▸ **Required action**:
Total the lines of the entries below that hold the string "Task", then write only that total.

Records from a collection
+++

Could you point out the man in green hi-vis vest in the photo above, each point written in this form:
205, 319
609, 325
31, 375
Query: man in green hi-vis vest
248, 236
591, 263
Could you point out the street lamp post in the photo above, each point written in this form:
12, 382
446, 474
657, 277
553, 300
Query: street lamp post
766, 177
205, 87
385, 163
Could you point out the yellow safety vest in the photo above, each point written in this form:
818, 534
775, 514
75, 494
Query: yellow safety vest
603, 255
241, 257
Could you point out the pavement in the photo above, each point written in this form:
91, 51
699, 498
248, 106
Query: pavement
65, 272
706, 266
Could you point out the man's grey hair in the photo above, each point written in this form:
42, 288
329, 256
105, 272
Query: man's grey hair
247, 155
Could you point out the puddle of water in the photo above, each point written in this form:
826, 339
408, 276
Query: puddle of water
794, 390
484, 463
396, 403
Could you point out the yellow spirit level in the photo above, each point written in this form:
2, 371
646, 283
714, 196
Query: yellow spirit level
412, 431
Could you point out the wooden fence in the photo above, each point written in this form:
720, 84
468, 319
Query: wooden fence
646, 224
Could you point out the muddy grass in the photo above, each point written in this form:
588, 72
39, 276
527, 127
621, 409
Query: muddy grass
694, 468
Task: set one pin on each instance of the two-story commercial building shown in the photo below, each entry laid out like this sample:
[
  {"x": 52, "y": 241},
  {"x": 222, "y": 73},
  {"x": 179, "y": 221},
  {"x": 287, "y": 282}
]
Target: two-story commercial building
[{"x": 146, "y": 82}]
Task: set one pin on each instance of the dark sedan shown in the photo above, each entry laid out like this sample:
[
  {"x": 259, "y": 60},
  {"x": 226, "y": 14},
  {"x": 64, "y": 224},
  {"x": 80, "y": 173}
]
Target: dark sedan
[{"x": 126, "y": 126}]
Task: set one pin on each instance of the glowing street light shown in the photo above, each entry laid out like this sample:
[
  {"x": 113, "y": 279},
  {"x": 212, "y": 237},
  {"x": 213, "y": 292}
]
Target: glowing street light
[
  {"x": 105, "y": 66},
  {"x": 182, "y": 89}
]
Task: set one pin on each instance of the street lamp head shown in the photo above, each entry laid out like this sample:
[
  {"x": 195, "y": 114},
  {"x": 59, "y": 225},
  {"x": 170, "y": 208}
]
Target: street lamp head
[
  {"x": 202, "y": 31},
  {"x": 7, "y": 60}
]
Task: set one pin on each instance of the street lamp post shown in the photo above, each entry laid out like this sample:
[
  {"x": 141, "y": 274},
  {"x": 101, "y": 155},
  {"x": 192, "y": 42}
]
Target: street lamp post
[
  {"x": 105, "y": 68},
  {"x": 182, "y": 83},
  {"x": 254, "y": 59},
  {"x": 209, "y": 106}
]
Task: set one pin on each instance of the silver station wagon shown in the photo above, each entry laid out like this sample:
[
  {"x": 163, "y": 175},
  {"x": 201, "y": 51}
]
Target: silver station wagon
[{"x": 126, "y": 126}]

+++

▸ **Solution below**:
6